文档:

%%

Bruce Lee random walk

Julia编程(六): 深度学习

本文是Julia编程系列的第六篇文章深度学习方面的应用。

1 引言

深度学习=大数据+超强计算力

这两个缺一不可。神经网络从上世纪80-90年代开始急速发展,但是由于数据量和计算力的不足,导致在实际生活中应用很少,以至于神经网络从2000到2010年沉寂了近10年。从2009年开始神经网络开始应用于语音识别、计算机视觉等领域,神经网络又开始流行了。神经网络还是那个神经网络,复苏的主要驱动力就是数据量和计算力。

A very rought sketch:

2 机器配置

3 常见框架

4 Neural Networks

4.1 A simplified Neural Network

y = f(Xw) where f is the activation function, e.g., sigmoid function f(z) = 1/(1 + exp(-z)), f_deriv(a) = a*(1-a).

e.g., X=[0 0 1;0 1 1;1 0 1;1 1 1]

y = [0,0,1,1]’

3 inputs, 1 hidden layer, 1 output

pseudo code:

seed(1)
w = 2 * rand(3,1) -1
forloop
  l0 = X # 0th layer, that is input
  l1 = f(l0 * w) # 1th layer, that is hidden
  l1_error = y - l1
  l1_delta = l1_error * f_deriv(l1)
  w += l0’ * l1_delta
end

3 inputs, 2 hidden layer, 1 output

pseudo code:

seed(1)

%%

材料:

%%

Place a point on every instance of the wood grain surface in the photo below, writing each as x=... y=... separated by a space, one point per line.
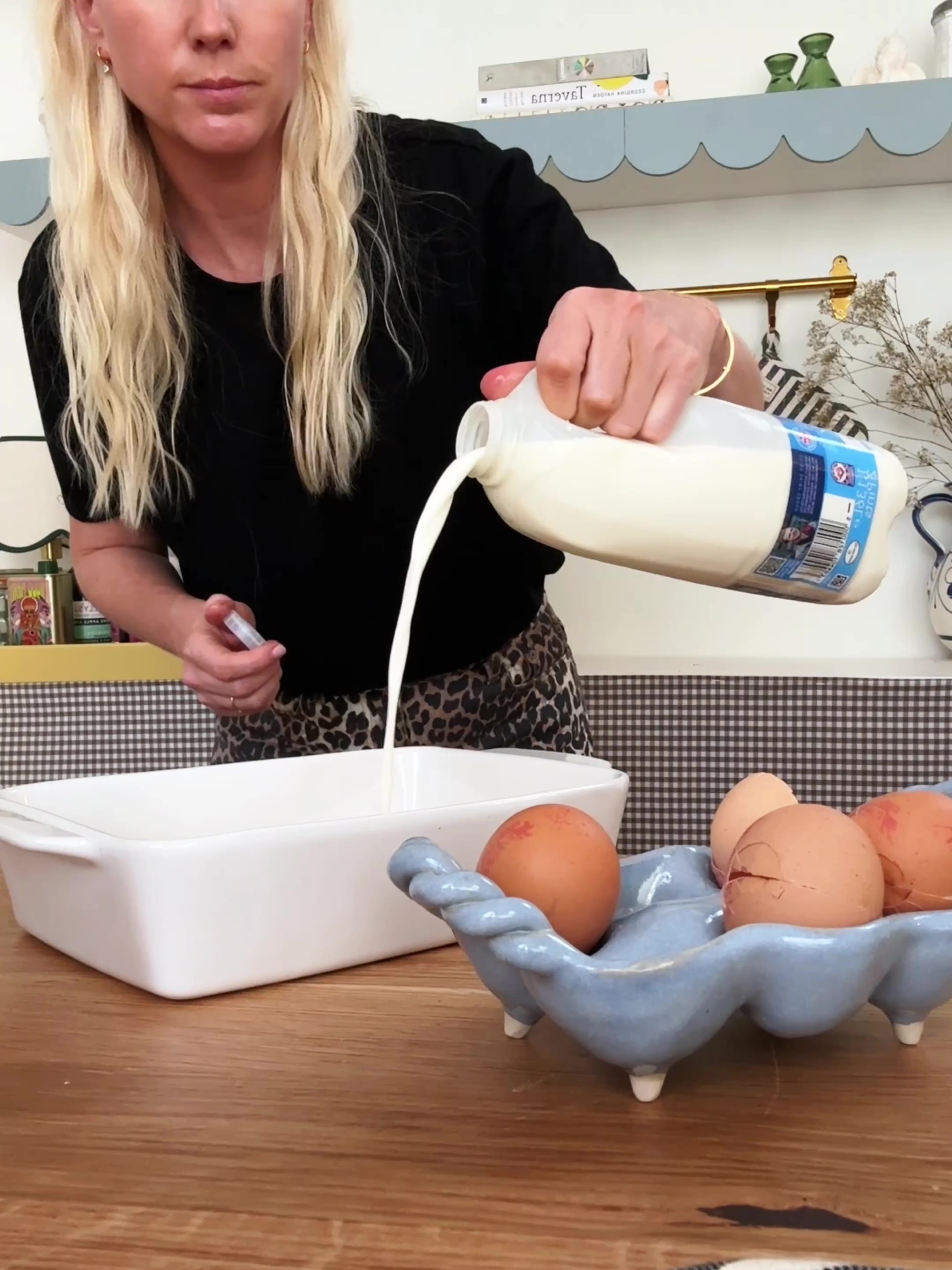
x=380 y=1121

%%

任务说明:
(a) 文档中“3 inputs, 1 hidden layer, 1 output”之后的伪代码里，有哪些变量被赋了值？请全部列出。
(b) 请把文档中的这句话译成英文：“神经网络还是那个神经网络，复苏的主要驱动力就是数据量和计算力。”
(c) 重写文档中从“y = [0,0,1,1]’”到“l1_error * f_deriv(l1)”的部分，并把其中的“hidden”换成“middle”。
以上材料与文档没有关系。

参考答案:
(a) w、l0、l1、l1_error、l1_delta

(b) Neural networks are still the same neural networks; the main driving force behind their revival is the amount of data and computing power.

(c)
y = [0,0,1,1]’

3 inputs, 1 middle layer, 1 output

pseudo code:

seed(1)
w = 2 * rand(3,1) -1
forloop
  l0 = X # 0th layer, that is input
  l1 = f(l0 * w) # 1th layer, that is middle
  l1_error = y - l1
  l1_delta = l1_error * f_deriv(l1)